# Stated goal
Can you quote, word for word, the records below that run between the line holding "[locate] the sky" and the line holding "<point>892,241</point>", inclusive, omitting any pictures?

--- Entries ---

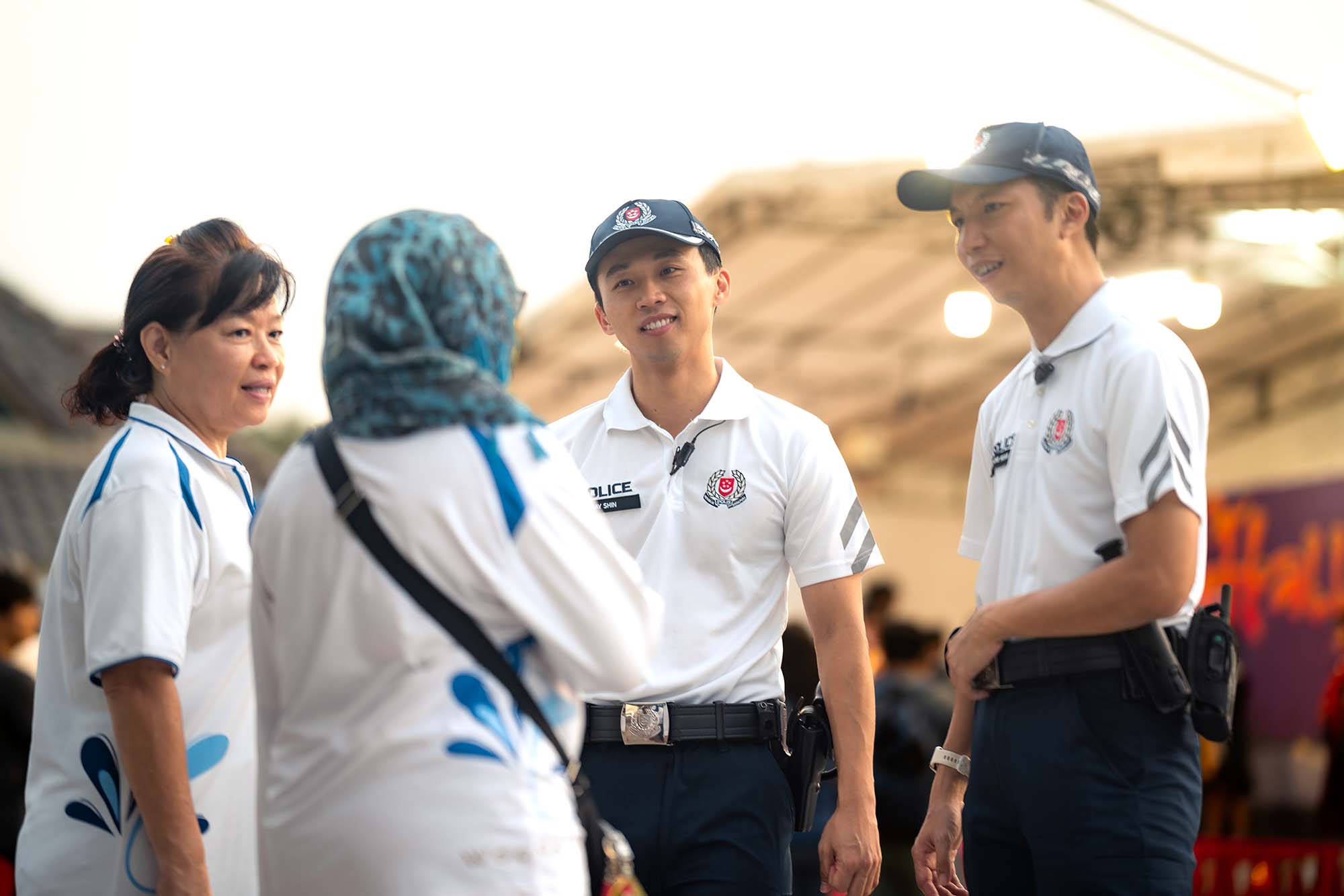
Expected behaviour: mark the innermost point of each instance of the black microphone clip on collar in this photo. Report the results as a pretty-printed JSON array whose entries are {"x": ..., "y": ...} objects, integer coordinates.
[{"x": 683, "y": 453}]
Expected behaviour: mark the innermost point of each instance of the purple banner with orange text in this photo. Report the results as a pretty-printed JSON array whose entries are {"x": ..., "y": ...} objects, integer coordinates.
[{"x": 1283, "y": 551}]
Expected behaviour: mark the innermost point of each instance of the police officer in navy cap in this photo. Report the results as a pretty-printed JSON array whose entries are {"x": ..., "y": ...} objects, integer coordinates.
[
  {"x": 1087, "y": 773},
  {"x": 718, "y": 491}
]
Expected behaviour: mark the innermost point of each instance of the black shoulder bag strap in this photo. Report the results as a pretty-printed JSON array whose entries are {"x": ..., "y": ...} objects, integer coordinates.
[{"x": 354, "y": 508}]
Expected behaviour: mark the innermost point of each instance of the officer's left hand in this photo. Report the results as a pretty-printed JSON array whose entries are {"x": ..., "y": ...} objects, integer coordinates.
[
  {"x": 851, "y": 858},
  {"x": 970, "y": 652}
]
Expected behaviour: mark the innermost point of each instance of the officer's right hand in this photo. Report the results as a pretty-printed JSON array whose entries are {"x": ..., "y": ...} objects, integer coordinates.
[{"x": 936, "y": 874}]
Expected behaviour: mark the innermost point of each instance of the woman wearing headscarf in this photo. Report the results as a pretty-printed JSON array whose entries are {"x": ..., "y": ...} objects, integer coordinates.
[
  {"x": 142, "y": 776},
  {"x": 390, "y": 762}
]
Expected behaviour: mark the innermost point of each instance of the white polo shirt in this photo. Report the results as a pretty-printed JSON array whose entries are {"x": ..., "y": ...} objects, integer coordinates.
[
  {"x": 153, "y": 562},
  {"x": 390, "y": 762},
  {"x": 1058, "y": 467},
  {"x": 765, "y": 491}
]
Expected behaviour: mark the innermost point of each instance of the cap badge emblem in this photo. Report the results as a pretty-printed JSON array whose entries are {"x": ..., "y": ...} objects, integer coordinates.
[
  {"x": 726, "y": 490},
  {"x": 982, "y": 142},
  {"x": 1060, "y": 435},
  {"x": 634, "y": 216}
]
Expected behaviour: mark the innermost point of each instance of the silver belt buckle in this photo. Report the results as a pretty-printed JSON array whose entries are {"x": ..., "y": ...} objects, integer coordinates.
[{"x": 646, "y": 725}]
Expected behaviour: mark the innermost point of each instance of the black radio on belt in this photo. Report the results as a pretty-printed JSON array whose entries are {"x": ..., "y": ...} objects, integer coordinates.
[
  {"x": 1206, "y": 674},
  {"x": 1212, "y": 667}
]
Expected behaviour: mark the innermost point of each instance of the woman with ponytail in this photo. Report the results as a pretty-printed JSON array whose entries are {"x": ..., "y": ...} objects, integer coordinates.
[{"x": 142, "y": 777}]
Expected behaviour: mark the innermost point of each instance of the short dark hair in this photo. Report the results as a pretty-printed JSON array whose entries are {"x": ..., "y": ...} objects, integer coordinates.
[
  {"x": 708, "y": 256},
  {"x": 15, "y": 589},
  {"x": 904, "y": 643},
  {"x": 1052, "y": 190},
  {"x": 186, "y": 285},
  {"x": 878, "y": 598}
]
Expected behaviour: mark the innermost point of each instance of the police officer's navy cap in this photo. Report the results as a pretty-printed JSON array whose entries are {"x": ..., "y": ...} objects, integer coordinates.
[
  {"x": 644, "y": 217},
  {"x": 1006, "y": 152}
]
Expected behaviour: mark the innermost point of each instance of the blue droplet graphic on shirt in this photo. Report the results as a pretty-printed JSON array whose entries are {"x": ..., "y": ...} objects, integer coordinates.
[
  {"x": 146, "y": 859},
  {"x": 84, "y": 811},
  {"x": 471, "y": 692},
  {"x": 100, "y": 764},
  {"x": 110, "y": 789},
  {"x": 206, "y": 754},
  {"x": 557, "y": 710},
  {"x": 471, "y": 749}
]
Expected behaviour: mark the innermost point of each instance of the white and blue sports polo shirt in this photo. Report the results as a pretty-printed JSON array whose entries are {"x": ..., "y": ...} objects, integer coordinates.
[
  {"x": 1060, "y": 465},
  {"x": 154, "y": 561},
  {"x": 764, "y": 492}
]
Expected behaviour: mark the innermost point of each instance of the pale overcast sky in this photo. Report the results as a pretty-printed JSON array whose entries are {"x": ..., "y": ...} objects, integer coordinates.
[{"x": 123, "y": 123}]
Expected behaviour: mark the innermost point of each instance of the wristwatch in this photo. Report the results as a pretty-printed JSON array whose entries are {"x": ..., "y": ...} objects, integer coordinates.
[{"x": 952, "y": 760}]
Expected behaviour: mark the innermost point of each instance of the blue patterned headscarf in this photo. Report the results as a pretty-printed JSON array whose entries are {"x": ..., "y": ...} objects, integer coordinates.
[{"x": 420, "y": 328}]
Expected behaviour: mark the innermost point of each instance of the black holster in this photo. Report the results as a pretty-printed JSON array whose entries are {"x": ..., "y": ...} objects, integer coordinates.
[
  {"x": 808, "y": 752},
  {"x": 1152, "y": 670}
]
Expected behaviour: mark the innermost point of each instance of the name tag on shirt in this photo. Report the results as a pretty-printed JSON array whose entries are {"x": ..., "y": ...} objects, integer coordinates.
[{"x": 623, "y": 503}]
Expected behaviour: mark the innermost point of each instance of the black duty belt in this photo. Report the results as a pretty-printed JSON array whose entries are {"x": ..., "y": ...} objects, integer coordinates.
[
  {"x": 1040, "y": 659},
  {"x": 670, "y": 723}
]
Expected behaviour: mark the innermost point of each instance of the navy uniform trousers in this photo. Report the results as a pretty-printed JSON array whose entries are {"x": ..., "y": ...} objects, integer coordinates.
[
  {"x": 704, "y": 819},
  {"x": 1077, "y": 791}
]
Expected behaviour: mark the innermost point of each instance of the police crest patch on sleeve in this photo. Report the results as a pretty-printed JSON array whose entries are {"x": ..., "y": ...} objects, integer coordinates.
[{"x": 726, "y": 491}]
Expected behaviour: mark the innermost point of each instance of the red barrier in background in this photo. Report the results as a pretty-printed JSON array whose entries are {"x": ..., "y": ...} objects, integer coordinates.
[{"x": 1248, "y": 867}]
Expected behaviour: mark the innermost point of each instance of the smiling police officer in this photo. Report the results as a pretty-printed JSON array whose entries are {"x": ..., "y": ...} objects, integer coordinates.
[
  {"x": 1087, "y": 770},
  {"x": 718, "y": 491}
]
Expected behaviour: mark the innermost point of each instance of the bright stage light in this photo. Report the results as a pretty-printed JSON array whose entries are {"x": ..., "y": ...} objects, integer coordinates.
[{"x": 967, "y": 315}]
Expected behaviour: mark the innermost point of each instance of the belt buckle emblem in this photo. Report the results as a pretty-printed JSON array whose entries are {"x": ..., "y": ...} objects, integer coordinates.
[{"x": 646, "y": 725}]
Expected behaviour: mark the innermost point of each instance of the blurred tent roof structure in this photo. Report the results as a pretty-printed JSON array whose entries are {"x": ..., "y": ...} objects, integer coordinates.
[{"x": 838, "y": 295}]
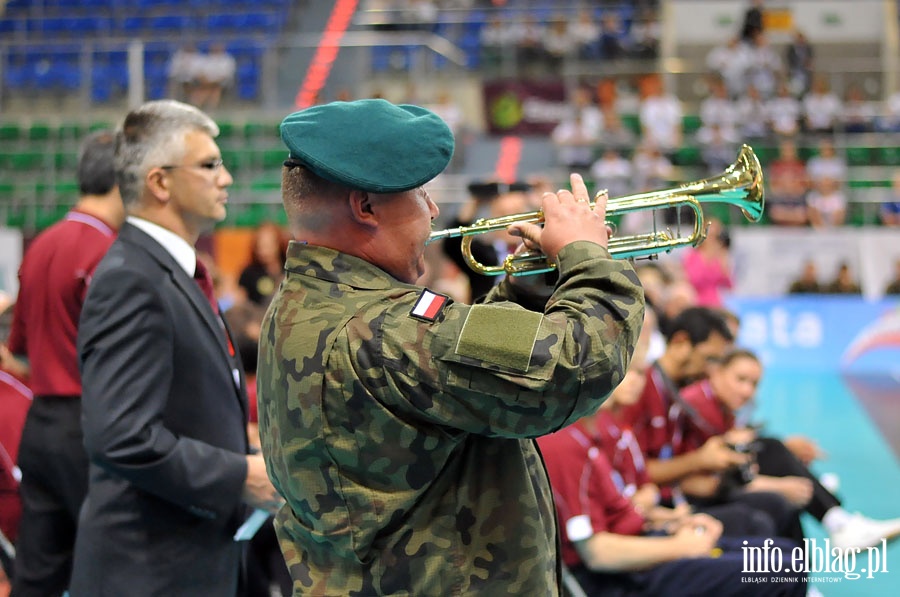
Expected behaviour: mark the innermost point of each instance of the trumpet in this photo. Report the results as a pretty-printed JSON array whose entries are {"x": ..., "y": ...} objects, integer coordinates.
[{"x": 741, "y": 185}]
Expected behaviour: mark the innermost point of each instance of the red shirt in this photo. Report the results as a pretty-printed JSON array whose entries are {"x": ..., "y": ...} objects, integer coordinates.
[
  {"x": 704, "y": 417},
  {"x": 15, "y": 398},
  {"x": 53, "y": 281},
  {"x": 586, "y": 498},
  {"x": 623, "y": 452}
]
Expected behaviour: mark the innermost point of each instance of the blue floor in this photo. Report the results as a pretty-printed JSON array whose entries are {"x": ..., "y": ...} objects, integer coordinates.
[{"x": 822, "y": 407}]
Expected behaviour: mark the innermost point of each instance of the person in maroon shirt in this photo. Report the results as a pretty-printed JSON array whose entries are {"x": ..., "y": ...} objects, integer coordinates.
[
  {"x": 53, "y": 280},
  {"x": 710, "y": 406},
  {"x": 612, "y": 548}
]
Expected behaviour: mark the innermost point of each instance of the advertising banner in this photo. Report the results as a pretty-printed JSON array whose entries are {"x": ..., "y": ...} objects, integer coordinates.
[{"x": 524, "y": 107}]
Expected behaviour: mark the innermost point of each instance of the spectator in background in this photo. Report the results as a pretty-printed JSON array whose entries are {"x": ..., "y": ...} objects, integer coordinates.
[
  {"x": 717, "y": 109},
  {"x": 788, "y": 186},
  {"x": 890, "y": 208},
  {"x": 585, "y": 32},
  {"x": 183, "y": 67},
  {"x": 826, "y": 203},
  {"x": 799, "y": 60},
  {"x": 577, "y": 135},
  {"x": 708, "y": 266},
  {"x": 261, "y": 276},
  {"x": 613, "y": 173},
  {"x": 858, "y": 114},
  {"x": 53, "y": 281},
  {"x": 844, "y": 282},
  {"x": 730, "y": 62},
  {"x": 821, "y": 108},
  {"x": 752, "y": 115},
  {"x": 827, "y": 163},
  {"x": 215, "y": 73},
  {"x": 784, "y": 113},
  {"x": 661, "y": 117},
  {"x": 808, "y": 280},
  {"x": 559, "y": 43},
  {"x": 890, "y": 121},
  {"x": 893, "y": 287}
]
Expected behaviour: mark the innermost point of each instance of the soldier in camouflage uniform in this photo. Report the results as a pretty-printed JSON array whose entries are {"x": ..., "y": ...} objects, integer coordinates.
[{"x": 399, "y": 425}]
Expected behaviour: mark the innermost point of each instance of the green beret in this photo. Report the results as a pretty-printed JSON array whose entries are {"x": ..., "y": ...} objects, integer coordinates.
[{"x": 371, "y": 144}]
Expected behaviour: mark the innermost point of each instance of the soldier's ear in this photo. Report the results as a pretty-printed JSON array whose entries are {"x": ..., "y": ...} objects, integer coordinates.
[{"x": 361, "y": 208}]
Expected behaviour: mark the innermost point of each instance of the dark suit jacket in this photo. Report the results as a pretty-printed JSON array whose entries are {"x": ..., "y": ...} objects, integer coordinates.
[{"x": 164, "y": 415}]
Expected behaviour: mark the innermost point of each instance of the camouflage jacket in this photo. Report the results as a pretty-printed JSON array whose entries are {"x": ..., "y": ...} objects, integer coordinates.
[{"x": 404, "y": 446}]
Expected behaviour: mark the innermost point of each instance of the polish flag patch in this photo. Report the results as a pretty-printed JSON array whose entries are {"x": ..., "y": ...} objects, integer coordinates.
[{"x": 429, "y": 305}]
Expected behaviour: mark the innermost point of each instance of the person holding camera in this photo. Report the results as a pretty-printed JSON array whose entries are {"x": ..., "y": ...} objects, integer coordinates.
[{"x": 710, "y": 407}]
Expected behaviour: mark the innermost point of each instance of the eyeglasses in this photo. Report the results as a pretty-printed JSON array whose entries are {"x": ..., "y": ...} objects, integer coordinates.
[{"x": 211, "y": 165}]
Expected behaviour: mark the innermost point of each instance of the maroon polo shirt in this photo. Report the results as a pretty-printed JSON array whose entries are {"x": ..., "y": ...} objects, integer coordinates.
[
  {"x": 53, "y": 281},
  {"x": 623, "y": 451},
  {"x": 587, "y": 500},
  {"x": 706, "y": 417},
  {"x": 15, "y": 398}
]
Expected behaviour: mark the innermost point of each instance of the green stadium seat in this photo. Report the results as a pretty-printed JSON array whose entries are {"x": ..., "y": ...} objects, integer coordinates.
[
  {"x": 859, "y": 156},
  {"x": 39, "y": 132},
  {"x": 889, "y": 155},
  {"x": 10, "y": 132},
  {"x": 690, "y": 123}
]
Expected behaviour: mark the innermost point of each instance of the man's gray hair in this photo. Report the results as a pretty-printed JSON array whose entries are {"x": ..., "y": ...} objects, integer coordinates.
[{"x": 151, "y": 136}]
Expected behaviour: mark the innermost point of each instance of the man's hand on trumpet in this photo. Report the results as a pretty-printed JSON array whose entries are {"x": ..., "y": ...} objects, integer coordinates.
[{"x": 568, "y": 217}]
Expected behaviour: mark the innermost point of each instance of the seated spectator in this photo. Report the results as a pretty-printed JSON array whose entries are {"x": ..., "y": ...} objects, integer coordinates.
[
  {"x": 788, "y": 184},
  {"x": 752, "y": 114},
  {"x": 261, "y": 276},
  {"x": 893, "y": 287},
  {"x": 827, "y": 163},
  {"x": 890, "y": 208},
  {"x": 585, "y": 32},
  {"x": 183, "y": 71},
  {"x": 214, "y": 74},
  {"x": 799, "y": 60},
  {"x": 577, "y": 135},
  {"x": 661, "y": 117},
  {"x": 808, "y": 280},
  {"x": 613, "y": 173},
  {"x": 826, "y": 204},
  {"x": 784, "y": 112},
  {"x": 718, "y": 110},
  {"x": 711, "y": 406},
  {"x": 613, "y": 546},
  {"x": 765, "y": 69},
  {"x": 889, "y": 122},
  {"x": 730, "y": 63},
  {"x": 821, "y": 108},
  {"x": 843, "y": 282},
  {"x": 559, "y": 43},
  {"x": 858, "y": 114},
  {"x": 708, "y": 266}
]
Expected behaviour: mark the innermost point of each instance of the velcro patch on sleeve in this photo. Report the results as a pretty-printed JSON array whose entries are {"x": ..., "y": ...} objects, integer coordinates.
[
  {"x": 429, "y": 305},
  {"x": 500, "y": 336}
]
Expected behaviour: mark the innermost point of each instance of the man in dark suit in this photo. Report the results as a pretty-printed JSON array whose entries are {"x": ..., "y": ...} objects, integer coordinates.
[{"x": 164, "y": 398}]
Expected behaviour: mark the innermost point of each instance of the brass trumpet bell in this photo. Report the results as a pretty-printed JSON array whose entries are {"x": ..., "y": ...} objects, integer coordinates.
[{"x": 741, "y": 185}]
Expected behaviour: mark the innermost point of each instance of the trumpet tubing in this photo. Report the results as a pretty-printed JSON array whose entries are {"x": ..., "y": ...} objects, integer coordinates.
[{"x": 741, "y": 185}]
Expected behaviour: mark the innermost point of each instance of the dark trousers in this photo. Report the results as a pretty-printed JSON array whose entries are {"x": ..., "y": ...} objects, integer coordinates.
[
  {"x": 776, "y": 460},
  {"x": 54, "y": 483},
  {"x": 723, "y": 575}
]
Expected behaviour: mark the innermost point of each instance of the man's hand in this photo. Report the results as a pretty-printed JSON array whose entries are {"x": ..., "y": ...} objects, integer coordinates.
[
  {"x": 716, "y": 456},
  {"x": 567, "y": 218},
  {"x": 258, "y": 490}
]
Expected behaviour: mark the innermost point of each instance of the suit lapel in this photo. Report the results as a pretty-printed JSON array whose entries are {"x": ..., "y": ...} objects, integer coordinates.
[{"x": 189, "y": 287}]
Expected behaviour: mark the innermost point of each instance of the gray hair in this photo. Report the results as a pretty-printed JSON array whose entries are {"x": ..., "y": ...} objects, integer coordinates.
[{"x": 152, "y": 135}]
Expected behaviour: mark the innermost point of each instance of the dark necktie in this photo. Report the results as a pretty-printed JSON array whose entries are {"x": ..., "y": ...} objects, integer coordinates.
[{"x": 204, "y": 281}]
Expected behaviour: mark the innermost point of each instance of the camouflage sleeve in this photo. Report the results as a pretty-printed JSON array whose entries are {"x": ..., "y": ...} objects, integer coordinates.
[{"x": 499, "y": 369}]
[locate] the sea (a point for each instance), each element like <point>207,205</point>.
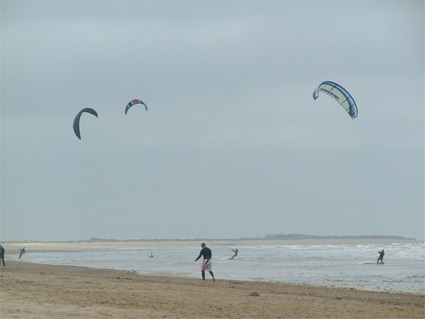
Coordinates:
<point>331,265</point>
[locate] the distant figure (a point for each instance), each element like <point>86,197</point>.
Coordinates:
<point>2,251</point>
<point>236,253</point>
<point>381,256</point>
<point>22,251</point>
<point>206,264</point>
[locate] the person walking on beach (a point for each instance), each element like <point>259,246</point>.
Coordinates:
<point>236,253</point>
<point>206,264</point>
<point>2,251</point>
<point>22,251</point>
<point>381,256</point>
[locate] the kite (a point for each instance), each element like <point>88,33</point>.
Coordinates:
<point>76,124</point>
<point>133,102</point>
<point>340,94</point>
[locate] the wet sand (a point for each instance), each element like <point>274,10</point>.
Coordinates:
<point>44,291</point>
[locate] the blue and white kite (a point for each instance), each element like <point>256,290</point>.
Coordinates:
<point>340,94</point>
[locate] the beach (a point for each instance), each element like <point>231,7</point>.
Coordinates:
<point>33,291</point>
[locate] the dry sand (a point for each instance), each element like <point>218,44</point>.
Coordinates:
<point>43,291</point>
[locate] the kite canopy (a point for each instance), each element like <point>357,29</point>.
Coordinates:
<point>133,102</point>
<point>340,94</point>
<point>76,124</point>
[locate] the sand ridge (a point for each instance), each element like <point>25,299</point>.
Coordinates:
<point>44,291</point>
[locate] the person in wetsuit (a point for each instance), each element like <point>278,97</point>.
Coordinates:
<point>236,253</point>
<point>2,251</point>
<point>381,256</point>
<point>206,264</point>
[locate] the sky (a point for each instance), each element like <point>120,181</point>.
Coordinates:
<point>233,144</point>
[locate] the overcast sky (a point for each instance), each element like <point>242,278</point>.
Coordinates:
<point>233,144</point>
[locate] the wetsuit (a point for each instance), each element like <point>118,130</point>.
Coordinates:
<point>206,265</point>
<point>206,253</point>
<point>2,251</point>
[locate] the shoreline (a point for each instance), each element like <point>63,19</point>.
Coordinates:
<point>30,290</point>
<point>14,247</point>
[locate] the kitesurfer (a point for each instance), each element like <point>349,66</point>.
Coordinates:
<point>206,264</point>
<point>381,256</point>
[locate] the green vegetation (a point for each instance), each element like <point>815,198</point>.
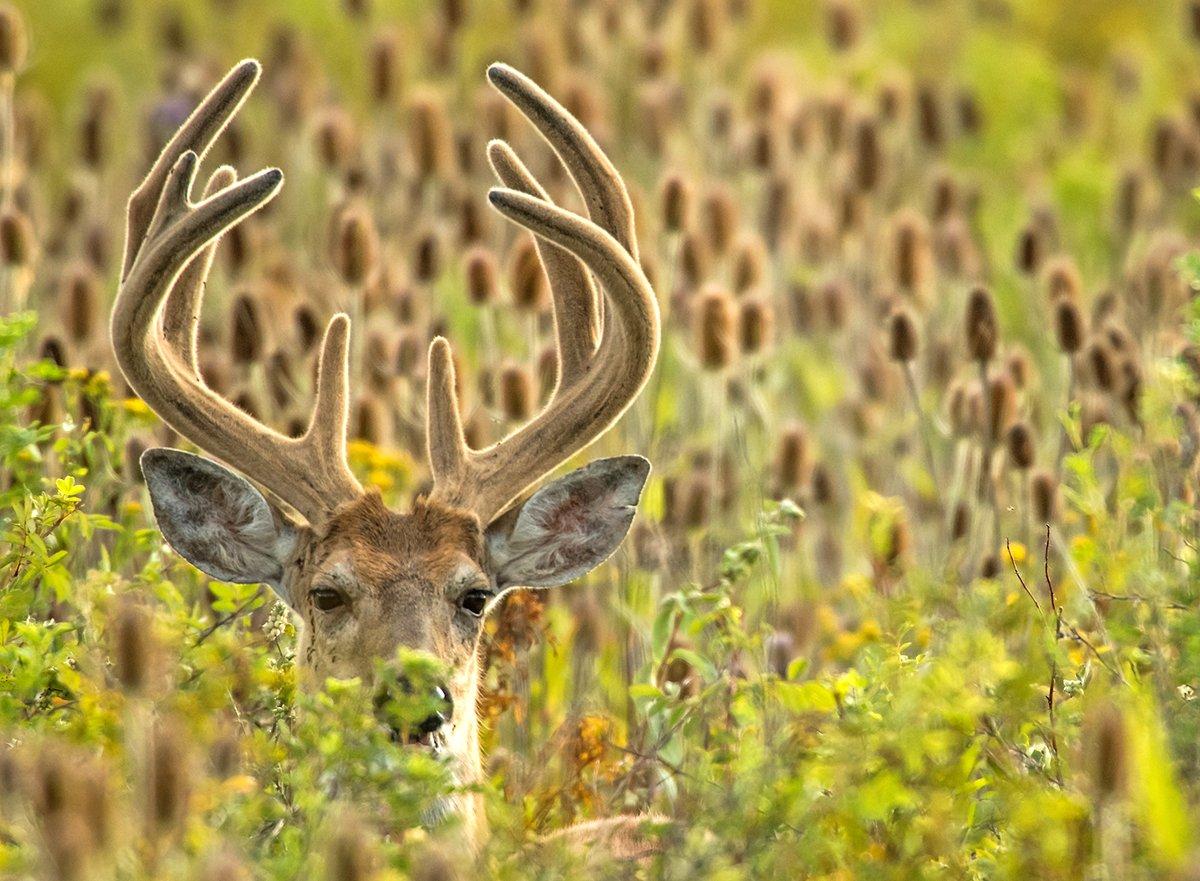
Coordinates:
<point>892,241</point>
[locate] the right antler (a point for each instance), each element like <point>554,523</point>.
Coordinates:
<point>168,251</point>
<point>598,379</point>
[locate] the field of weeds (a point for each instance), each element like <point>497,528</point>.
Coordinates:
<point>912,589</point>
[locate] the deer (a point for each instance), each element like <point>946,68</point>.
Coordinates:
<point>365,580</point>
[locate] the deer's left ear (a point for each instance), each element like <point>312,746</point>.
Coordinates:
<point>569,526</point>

---

# Solution below
[locate] the sky (a point for each instance), each element like <point>120,181</point>.
Coordinates:
<point>233,144</point>
[locate] the overcast sky (a point for each instance), each element like <point>242,278</point>.
Coordinates:
<point>233,144</point>
[locate] the wetsuit (a point for each instance), each element like <point>118,130</point>.
Coordinates:
<point>206,265</point>
<point>206,253</point>
<point>2,251</point>
[locate] the shoreline (a point for each instance), each element like <point>63,19</point>.
Coordinates:
<point>30,290</point>
<point>14,247</point>
[locate] the kitesurfer (a point for each instance), each element like <point>349,66</point>.
Coordinates:
<point>206,264</point>
<point>381,256</point>
[locate] the green vegetation (a point for each instance), each element like <point>815,198</point>.
Coordinates:
<point>892,241</point>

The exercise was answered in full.